▶ [Required work] Rewrite every line of the records below as a numbered list, skipping any blank lines.

(Point annotation records)
....

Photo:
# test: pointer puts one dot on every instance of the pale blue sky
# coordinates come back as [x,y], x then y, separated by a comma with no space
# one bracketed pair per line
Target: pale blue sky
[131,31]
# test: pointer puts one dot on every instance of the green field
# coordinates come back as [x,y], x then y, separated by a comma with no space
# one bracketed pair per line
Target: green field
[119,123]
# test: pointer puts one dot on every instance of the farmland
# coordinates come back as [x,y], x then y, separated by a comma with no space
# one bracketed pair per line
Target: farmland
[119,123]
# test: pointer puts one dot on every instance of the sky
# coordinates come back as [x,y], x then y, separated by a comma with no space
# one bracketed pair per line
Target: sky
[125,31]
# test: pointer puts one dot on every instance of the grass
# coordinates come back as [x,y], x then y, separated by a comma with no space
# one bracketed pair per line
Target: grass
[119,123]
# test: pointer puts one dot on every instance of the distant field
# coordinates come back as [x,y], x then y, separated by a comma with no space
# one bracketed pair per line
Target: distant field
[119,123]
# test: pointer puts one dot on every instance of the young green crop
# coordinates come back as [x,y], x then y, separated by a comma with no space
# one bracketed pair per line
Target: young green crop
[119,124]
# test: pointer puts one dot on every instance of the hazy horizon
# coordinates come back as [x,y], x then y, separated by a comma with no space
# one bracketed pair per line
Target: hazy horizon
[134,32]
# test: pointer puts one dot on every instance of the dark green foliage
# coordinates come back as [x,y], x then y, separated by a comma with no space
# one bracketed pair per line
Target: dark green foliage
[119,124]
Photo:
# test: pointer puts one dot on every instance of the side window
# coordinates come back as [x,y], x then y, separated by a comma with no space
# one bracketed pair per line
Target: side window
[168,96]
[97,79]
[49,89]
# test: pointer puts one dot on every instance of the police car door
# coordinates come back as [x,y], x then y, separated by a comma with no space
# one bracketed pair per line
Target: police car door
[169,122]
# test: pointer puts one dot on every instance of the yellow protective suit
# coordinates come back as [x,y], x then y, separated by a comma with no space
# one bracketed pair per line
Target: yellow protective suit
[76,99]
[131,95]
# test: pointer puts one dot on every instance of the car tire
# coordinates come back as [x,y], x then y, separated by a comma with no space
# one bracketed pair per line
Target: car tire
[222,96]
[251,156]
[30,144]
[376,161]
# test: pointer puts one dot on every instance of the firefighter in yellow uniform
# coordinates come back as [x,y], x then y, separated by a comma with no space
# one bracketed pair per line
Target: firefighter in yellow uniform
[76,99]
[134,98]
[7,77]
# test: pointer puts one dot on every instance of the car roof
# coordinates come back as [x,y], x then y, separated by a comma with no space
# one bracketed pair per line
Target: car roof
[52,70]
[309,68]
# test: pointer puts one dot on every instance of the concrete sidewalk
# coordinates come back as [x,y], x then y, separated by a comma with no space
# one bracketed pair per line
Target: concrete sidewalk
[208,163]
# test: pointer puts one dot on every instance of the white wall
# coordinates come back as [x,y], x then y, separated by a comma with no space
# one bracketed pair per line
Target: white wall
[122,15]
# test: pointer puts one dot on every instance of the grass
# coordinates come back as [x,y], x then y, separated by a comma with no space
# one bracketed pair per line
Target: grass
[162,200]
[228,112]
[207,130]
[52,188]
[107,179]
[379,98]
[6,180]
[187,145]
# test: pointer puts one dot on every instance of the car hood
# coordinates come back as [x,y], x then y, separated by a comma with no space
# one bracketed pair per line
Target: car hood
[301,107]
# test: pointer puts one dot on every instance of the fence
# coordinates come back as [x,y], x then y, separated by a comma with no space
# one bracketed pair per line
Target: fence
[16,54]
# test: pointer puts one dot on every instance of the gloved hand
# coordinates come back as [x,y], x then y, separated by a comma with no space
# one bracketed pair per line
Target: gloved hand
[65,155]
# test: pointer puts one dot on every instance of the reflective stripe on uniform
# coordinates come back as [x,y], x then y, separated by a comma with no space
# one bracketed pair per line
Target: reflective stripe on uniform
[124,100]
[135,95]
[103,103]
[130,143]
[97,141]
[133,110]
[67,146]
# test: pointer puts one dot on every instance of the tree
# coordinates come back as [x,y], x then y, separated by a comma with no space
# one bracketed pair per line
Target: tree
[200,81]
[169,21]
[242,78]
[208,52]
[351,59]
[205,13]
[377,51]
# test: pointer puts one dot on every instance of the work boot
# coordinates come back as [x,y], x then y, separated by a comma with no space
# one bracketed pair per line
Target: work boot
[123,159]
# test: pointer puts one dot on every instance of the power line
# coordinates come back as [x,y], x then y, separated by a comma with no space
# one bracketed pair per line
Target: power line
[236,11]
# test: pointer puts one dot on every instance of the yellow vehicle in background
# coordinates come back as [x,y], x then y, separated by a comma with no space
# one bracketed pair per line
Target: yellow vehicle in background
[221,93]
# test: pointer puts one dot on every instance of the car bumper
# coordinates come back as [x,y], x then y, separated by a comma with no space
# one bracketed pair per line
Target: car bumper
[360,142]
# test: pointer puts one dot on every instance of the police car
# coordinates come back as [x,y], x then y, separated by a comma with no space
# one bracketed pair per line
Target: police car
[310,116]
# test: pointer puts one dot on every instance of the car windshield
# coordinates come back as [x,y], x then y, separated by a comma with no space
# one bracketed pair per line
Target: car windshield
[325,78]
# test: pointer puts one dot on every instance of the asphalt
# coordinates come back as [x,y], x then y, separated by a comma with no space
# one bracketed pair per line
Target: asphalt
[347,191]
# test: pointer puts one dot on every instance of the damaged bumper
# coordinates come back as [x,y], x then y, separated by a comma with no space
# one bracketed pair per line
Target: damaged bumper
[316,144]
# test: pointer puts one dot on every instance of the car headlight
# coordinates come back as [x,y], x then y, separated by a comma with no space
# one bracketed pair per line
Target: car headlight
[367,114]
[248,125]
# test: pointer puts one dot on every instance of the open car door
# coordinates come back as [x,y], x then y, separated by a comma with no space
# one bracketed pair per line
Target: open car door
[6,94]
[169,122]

....

▶ [Result of this exercise]
1. Photo:
2. # test: pointer puts one dot on every instance of the pale blue sky
3. # coordinates come back as [x,y], x then y, separated by a comma with no space
4. # one bracketed pair per line
5. Target: pale blue sky
6. [131,31]
7. # test: pointer puts one dot on every instance of the green field
8. # coordinates come back as [x,y], x then y, separated by a comma with no space
9. # one bracketed pair per line
10. Target: green field
11. [119,123]
12. # test: pointer puts one dot on every instance of the farmland
13. # coordinates come back as [x,y], x then y, separated by a comma with no space
14. # one bracketed pair per line
15. Target: farmland
16. [119,123]
17. # test: pointer puts one dot on every instance of the sky
18. # coordinates come back as [x,y], x then y, separated by a comma with no space
19. # one bracketed pair per line
20. Target: sky
21. [125,31]
22. # test: pointer puts one dot on every instance of the grass
23. # coordinates come back as [x,y], x then y, separated by a comma with no space
24. # one bracketed pair per line
25. Target: grass
26. [119,123]
27. # test: pointer puts one dot on every instance of the distant field
28. # coordinates come back as [x,y], x then y, separated by a comma with no space
29. # one bracketed pair per line
30. Target: distant field
31. [119,123]
32. # test: pointer puts one dot on every instance of the young green crop
33. # coordinates come back as [x,y], x then y, separated by a comma with no space
34. # one bracketed pair per line
35. Target: young green crop
36. [119,124]
37. # test: pointer puts one dot on every instance of the hazy horizon
38. # coordinates come back as [x,y], x then y, separated by a comma with no space
39. # one bracketed pair per line
40. Target: hazy horizon
41. [134,32]
42. # test: pointer puts one dot on every instance of the dark green foliage
43. # coordinates come back as [x,y], x then y, separated by a comma with no space
44. # one bracketed pair per line
45. Target: dark green foliage
46. [119,124]
47. Photo:
48. # test: pointer puts one dot on every instance of the side window
49. # coordinates come back as [x,y], x then y, separated by a comma with no space
50. # one bracketed pair per line
51. Target: side window
52. [168,96]
53. [97,79]
54. [49,89]
55. # test: pointer puts one dot on every instance of the police car door
56. # coordinates come back as [x,y], x then y, separated by a comma with no space
57. # one bracketed pair per line
58. Target: police car door
59. [169,122]
60. # test: pointer puts one dot on every instance of the yellow protective suit
61. # coordinates come back as [x,y], x then y, separated by a comma with no space
62. # one bracketed pair per line
63. Target: yellow protective suit
64. [76,99]
65. [131,95]
66. # test: pointer puts one dot on every instance of the car tire
67. # coordinates come back as [x,y], x then y, separated by a comma with no space
68. # one bracketed pair per line
69. Target: car tire
70. [222,96]
71. [251,156]
72. [30,144]
73. [376,161]
74. # test: pointer puts one dot on every instance of the firefighter in yellow uniform
75. # coordinates come back as [x,y], x then y, separated by a comma with no space
76. # one bracketed pair per line
77. Target: firefighter in yellow uniform
78. [76,99]
79. [134,98]
80. [7,77]
81. # test: pointer puts one dot on every instance of the car roof
82. # coordinates come back as [x,y], x then y, separated by a comma with no space
83. # one bracketed pair per line
84. Target: car roof
85. [52,70]
86. [309,68]
87. # test: pointer puts one dot on every instance of the concrete sidewalk
88. # coordinates come back as [x,y], x then y, separated by a comma with no space
89. # one bracketed pair per line
90. Target: concrete sidewalk
91. [208,163]
92. # test: pointer puts one dot on every instance of the white wall
93. # coordinates come back as [x,y], x then y, separated by a comma with no space
94. # one bracketed pair per line
95. Target: white wall
96. [122,15]
97. # test: pointer puts one dot on every instance of the grass
98. # coordinates come back as [x,y], x then y, separated by a comma with no space
99. # one bracketed pair per line
100. Target: grass
101. [162,200]
102. [228,112]
103. [207,130]
104. [52,188]
105. [107,179]
106. [379,98]
107. [6,180]
108. [187,145]
109. # test: pointer puts one dot on every instance of the car hood
110. # coordinates come back as [x,y], x then y, separated by a comma with no space
111. # one bracketed pair per line
112. Target: car hood
113. [301,107]
114. # test: pointer puts one dot on every instance of the fence
115. # coordinates come back as [x,y], x then y, separated by a comma with no space
116. # one bracketed pair per line
117. Target: fence
118. [16,54]
119. # test: pointer puts one dot on every instance of the gloved hand
120. # coordinates come back as [x,y], x then y, separated by a comma with no space
121. # one bracketed pair per line
122. Target: gloved hand
123. [65,155]
124. # test: pointer puts one dot on every instance of the reflective stripe on uniform
125. # coordinates come back as [x,y], x then y, separated by a comma with no space
126. # one bracketed pair per line
127. Target: reflective stripe on uniform
128. [124,100]
129. [135,95]
130. [103,103]
131. [130,143]
132. [97,141]
133. [133,110]
134. [67,146]
135. # test: pointer puts one dot on every instance of the tree
136. # coordinates come back as [x,y], x then y, separated by a comma with no space
137. # one bracketed pair per line
138. Target: tree
139. [200,81]
140. [169,21]
141. [242,78]
142. [208,52]
143. [351,59]
144. [205,13]
145. [377,51]
146. # test: pointer puts one dot on every instance of the work boot
147. # coordinates come back as [x,y], x then y, separated by a comma with no space
148. # one bracketed pair per line
149. Target: work boot
150. [123,159]
151. # test: pointer puts one dot on every instance of the power line
152. # coordinates come back as [x,y], x then y, separated by a comma with no space
153. # one bracketed pair per line
154. Target: power line
155. [236,11]
156. # test: pointer puts one dot on every instance of the yellow vehicle in background
157. # coordinates come back as [x,y], x then y, separated by a comma with no space
158. # one bracketed pair per line
159. Target: yellow vehicle in background
160. [221,93]
161. # test: pointer puts one dot on every instance of the car bumper
162. # coordinates come back as [x,y], x then y, separated by a comma with no space
163. # one bracketed pair per line
164. Target: car bumper
165. [360,142]
166. # test: pointer puts one dot on every instance of the police car
167. # coordinates come back as [x,y], x then y, separated by a comma with no space
168. # one bracketed pair per line
169. Target: police car
170. [310,116]
171. # test: pointer puts one dot on every instance of the car windshield
172. # coordinates come back as [x,y], x then y, separated by a comma with no space
173. # one bracketed pair per line
174. Target: car windshield
175. [325,78]
176. # test: pointer puts one dot on every instance of the asphalt
177. # coordinates come back as [x,y], x then y, separated by a comma with no space
178. # one bracketed pair per line
179. Target: asphalt
180. [347,191]
181. # test: pointer puts one dot on every instance of the damaged bumper
182. # coordinates come back as [x,y], x then y, separated by a comma with no space
183. # one bracketed pair per line
184. Target: damaged bumper
185. [316,144]
186. # test: pointer puts one dot on every instance of the car headlight
187. # coordinates come back as [x,y], x then y, separated by a comma with no space
188. # one bracketed pair per line
189. Target: car headlight
190. [367,114]
191. [248,125]
192. # test: pointer puts one dot on every instance of the open car door
193. # coordinates come back as [x,y], x then y, separated by a comma with no space
194. # one bracketed pair per line
195. Target: open car door
196. [6,94]
197. [169,122]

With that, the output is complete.